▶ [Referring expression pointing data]

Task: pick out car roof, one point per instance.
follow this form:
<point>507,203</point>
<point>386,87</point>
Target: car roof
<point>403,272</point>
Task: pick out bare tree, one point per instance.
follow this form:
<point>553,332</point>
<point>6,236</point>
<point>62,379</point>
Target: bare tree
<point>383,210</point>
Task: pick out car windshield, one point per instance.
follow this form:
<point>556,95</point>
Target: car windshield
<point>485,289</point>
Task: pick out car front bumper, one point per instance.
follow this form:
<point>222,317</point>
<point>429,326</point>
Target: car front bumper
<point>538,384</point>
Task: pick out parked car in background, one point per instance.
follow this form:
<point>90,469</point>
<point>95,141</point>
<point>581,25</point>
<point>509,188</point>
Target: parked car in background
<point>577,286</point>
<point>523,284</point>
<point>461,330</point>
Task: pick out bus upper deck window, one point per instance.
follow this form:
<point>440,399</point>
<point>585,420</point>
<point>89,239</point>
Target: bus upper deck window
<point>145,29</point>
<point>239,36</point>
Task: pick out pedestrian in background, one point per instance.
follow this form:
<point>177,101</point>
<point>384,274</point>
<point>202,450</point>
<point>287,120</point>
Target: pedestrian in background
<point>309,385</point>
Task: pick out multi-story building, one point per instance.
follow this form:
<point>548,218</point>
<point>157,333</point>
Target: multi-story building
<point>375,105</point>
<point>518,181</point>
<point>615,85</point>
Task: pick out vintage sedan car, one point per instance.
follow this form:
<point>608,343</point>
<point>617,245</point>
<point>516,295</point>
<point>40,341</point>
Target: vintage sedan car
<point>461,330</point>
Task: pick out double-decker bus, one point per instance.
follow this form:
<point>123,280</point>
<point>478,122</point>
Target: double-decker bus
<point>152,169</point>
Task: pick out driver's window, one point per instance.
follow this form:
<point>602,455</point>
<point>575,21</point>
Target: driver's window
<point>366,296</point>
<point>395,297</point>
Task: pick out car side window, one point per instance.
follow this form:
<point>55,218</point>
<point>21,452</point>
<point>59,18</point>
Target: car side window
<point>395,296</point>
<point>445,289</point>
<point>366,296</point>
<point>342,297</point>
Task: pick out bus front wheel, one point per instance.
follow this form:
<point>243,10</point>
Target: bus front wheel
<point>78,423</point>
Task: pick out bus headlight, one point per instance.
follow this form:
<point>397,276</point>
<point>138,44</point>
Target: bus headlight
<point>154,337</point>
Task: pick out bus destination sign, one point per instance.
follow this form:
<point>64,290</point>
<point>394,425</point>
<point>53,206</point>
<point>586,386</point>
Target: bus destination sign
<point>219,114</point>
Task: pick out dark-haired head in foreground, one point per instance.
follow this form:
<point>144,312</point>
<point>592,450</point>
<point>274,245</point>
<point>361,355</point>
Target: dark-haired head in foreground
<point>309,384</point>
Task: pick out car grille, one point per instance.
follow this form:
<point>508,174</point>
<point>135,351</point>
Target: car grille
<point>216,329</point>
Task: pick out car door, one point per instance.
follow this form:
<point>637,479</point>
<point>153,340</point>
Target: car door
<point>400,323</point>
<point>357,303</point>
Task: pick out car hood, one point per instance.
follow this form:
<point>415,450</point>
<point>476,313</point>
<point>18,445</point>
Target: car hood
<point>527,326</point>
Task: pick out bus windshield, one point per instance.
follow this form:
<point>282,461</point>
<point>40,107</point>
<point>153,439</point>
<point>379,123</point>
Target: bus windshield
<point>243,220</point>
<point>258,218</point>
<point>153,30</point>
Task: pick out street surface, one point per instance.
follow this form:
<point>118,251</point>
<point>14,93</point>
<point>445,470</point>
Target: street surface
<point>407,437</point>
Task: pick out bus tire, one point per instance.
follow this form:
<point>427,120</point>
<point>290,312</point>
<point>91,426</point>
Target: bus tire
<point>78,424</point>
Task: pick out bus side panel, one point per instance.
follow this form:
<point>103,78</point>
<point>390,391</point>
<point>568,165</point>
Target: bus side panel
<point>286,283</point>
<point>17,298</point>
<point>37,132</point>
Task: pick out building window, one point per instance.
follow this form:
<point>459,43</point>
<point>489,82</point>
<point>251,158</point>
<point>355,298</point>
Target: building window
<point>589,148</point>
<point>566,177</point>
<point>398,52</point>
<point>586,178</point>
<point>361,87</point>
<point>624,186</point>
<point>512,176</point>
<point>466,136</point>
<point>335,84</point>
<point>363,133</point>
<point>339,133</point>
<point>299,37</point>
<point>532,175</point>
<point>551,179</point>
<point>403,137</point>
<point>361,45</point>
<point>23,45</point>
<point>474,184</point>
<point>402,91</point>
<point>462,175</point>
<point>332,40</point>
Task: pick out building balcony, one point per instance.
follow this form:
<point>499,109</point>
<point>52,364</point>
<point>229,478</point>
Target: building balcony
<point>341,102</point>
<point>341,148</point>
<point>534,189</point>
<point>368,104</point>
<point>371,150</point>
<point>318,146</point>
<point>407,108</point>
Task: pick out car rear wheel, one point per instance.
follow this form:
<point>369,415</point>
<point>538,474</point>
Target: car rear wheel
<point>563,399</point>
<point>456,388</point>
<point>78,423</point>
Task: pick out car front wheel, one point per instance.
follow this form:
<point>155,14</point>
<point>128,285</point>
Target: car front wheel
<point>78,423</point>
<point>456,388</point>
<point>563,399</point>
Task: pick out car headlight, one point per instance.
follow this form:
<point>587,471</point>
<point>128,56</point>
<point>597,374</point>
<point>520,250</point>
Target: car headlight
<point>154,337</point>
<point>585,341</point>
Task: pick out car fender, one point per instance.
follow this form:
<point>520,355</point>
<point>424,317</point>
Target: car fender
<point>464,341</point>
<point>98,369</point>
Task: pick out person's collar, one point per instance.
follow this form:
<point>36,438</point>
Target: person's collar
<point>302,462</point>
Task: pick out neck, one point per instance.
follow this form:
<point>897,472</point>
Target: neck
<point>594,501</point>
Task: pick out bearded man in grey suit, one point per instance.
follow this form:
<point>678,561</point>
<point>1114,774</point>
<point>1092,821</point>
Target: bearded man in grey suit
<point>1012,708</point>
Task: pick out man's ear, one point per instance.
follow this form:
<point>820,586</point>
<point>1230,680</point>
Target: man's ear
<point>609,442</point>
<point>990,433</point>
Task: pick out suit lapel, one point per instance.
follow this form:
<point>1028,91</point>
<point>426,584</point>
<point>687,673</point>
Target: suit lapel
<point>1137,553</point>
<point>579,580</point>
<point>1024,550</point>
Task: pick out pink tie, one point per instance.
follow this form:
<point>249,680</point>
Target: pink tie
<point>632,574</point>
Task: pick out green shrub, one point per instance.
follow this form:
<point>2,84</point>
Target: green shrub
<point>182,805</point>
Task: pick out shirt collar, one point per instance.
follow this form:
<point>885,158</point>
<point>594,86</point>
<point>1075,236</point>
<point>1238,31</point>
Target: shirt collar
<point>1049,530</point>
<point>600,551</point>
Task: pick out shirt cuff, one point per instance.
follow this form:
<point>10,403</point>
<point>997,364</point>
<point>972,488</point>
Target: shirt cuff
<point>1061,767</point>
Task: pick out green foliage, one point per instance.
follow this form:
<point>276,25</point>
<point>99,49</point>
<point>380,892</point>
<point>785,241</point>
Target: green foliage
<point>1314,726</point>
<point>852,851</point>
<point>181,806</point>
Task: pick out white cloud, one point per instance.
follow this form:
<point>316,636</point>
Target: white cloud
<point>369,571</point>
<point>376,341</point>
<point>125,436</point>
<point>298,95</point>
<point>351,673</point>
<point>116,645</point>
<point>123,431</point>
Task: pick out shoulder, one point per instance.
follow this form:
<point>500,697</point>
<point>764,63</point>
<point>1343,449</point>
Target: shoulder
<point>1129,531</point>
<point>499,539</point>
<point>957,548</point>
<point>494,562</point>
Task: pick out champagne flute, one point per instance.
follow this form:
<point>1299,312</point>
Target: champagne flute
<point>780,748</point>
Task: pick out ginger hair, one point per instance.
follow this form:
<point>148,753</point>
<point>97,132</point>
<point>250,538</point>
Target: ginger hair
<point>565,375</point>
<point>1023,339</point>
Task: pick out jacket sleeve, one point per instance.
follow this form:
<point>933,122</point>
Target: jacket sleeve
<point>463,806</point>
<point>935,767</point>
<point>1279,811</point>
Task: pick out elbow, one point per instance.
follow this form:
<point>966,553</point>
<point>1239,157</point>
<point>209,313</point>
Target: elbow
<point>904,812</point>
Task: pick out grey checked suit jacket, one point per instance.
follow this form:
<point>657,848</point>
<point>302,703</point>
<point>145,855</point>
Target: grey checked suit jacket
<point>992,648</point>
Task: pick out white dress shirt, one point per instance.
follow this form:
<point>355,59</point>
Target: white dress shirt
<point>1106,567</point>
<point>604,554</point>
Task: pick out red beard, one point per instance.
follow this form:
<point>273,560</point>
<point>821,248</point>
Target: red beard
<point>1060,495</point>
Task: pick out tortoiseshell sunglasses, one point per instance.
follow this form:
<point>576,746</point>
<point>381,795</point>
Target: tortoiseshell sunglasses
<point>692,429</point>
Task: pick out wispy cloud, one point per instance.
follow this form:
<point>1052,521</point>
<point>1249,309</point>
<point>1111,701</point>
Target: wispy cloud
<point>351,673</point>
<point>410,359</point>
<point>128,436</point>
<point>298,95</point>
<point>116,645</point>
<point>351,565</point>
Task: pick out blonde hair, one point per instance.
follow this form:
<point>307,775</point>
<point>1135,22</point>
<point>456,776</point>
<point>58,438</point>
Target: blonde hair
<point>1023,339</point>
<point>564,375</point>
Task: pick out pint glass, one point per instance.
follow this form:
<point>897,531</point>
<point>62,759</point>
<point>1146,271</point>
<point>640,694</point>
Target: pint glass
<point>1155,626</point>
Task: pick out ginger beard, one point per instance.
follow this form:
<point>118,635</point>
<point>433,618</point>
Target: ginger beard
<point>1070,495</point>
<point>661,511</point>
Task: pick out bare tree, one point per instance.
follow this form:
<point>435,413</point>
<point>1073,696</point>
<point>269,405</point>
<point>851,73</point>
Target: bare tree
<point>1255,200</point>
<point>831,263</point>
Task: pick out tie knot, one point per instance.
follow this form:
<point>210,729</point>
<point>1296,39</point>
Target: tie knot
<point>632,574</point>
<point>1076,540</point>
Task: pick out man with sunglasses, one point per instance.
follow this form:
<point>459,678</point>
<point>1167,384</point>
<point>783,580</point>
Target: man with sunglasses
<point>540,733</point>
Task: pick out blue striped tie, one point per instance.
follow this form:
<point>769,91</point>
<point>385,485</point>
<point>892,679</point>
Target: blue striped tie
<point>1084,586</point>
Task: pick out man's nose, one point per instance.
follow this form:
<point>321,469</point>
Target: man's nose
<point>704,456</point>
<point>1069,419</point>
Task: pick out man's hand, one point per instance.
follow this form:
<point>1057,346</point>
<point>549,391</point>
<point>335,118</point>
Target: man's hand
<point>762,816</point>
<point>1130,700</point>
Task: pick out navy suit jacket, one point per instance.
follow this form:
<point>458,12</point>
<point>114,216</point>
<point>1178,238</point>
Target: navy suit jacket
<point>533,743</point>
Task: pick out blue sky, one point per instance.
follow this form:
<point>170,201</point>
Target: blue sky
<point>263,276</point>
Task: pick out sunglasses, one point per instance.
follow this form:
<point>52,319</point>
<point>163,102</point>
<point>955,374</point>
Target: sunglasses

▶ [Task details] Copy the lines of the data above exactly as written, beginning with the line containing "Task: pick out ginger hair, one" and ending with the line containing "Task: pick out elbow, one point per instance.", and leave out all other lines.

▶ [Written answer]
Task: pick out ginger hair, one point per instance.
follow this form:
<point>148,753</point>
<point>97,132</point>
<point>250,538</point>
Target: ginger hair
<point>565,375</point>
<point>1023,339</point>
Task: pick out jacket sleeve, one point per instance.
follow this form:
<point>933,122</point>
Target: jacket sleeve
<point>463,806</point>
<point>935,767</point>
<point>1279,811</point>
Task: pick out elbow, one point per instance.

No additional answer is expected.